:: Document text ::
Using Arm servers to reduce the time and cost of Genomics

October 5, 2022

3 minute read time.

Genomics has been absolutely transformational to public health and continues to deliver benefits for us all. To achieve its many results, involves a significant and growing amount of computing in Cloud and on-prem data centers, at research centers, hospitals, and the wider life sciences industry.

Reference-guided assembly is an essential stage in many workflows in this field. For a typical patient, a swab leads to a sample being sequenced in a sequencing machine. And the output of this machine is gigabytes of fragments (substrings of the A, C, G, and T DNA bases). These reads are “aligned” against a complete human genome from a (standard) reference individual to establish where those reads “fit” and assemble large sections of the genome of the patient.

The three most well-known applications that accomplish reference-guided assembly are BWA, bwa-mem2, and minimap2. With such widespread use, the price and performance of these applications is critical to the industry.

:: What this exercise asks ::
a: According to the Arm servers genomics article, which three applications are the most well known for reference-guided assembly?
b: Resume the article on Arm servers for genomics immediately after its final sentence and continue it.

:: Given entries ::

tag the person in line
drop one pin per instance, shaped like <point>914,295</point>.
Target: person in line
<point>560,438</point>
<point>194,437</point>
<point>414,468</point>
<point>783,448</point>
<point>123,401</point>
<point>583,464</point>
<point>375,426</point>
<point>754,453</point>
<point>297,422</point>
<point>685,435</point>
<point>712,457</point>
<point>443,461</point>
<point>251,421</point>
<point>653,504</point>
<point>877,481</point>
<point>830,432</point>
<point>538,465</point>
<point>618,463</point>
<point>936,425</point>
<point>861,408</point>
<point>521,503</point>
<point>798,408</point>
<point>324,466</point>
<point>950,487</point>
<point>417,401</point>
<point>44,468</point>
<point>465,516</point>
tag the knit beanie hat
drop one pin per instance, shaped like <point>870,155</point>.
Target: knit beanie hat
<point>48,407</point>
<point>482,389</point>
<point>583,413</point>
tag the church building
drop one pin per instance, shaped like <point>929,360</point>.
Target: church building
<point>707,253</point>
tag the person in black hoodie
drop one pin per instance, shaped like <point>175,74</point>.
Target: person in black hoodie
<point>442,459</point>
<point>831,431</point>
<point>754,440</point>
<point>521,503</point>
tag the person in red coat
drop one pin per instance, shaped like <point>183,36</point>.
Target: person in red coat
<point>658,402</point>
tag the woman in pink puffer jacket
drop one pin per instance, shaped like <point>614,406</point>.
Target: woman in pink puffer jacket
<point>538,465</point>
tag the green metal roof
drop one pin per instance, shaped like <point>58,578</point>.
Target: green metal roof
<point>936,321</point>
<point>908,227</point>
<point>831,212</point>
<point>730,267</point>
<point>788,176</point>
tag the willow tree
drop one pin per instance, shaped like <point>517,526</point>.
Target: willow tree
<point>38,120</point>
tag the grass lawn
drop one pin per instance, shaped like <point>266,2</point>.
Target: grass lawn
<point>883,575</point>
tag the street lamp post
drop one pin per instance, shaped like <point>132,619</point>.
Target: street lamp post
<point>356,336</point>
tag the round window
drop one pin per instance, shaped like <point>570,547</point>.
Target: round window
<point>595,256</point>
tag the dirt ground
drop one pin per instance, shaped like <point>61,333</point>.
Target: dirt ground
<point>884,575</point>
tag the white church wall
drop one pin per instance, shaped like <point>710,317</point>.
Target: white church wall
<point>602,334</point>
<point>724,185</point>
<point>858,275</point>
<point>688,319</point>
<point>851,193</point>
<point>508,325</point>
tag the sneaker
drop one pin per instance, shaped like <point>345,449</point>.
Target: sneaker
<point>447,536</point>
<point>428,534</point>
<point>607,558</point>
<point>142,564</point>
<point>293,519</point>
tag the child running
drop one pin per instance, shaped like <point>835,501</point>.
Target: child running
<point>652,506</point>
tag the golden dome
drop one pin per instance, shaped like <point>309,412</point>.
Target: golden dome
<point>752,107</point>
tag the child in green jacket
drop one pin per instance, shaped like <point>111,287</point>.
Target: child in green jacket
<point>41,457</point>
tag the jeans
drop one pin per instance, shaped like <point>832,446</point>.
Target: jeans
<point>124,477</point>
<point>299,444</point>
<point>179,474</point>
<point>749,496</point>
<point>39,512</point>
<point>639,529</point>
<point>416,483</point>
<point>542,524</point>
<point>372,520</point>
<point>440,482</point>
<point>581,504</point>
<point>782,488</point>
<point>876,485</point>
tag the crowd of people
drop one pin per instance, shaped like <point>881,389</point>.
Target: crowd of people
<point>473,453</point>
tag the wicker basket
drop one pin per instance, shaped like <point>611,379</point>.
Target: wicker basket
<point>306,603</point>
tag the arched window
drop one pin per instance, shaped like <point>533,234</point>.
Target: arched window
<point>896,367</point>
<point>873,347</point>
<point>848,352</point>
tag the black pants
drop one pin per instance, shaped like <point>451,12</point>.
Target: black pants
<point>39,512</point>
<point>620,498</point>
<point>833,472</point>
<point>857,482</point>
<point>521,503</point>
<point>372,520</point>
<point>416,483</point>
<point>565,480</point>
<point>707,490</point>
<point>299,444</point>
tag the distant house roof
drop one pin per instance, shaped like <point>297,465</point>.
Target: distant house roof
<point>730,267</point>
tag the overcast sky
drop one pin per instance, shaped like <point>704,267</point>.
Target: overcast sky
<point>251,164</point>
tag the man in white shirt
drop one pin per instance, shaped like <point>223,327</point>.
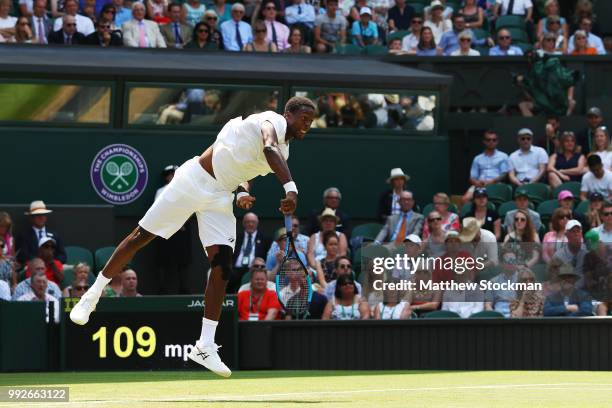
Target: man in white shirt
<point>84,24</point>
<point>528,163</point>
<point>598,179</point>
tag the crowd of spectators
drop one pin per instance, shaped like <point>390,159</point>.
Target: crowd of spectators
<point>468,28</point>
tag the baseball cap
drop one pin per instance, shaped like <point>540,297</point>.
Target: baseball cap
<point>565,194</point>
<point>572,224</point>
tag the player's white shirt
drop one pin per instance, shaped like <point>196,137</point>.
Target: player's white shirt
<point>238,151</point>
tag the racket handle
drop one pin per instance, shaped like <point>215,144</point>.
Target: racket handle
<point>288,224</point>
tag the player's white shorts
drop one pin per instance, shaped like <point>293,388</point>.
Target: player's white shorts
<point>193,190</point>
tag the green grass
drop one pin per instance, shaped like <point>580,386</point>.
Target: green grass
<point>186,389</point>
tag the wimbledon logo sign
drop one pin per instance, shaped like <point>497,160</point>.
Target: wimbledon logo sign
<point>119,174</point>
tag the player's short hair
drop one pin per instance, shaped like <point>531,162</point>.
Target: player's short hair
<point>298,103</point>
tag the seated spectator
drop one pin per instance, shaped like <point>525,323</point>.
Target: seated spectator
<point>104,36</point>
<point>193,11</point>
<point>528,163</point>
<point>342,267</point>
<point>504,45</point>
<point>481,243</point>
<point>521,199</point>
<point>330,28</point>
<point>40,23</point>
<point>6,234</point>
<point>365,31</point>
<point>555,238</point>
<point>277,33</point>
<point>569,300</point>
<point>332,198</point>
<point>489,167</point>
<point>399,226</point>
<point>581,45</point>
<point>35,266</point>
<point>39,293</point>
<point>260,41</point>
<point>528,303</point>
<point>175,33</point>
<point>316,250</point>
<point>156,11</point>
<point>566,165</point>
<point>235,32</point>
<point>597,179</point>
<point>574,251</point>
<point>463,302</point>
<point>465,46</point>
<point>487,217</point>
<point>605,229</point>
<point>296,45</point>
<point>473,14</point>
<point>523,239</point>
<point>81,273</point>
<point>411,41</point>
<point>601,146</point>
<point>420,300</point>
<point>450,220</point>
<point>67,34</point>
<point>129,284</point>
<point>388,203</point>
<point>326,267</point>
<point>346,303</point>
<point>594,119</point>
<point>437,22</point>
<point>84,25</point>
<point>399,16</point>
<point>141,33</point>
<point>122,15</point>
<point>393,307</point>
<point>586,24</point>
<point>258,302</point>
<point>7,269</point>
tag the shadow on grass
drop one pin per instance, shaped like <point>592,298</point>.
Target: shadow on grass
<point>88,377</point>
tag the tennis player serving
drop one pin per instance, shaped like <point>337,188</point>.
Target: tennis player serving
<point>205,185</point>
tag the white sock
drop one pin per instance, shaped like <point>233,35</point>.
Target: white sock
<point>100,284</point>
<point>207,337</point>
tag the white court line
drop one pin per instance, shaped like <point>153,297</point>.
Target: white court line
<point>310,395</point>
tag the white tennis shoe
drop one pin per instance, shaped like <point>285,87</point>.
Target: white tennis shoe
<point>209,358</point>
<point>81,311</point>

:: Results for each task ::
a: BWA, bwa-mem2, and minimap2.

b:
In a previous blog (Optimizing the BWA aligner for Arm servers) we showed how to run BWA and its performance on AWS Graviton2 against the prevailing x86_64 servers of early 2021.

In this blog, we can now show the performance of the three major aligners on the Arm architecture AWS Graviton3. AWS Graviton3 is the most recent Arm-based server in the AWS fleet, and the successor to AWS Graviton2.

We demonstrate that AWS Graviton3 increases performance by between 12% and 31% over the AWS Graviton2. And Graviton3 increases performance by 10% and 23% over the best available x86_64 systems today. This result delivers a cost saving of 20-30% over the comparable x86_64 systems.

Applications and test case

We use the human_g1k_v37 reference from the 1000 Genomes project, and NA12878 from NIST archive. These test cases are both mirrored on AWS S3 and fetched using:

aws s3 cp –no-sign-request s3://1000genomes/technical/reference/human_g1k_v37.fasta.gz .

aws s3 cp –no-sign-request s3://giab/data/NA12878/Garvan_NA12878_HG001_HiSeq_Exome/NIST7035_TAAGGCGA_L001_R1_001.fastq.gz .

In each case, we have used the gcc-10 compiler for the platform comparison. Each of these test cases builds easily on Arm through ordinary build scripts, either in the main repository, or in public forks awaiting merge.

https://github.com/lh3/bwa

https://github.com/dslarm/bwa-mem2

https://github.com/dslarm/minimap2

The applications are all multithreaded with a configurable number of worker threads. We illustrate the benchmark on 8xlarge instances - which have 32 vCPUs - using 32 worker threads.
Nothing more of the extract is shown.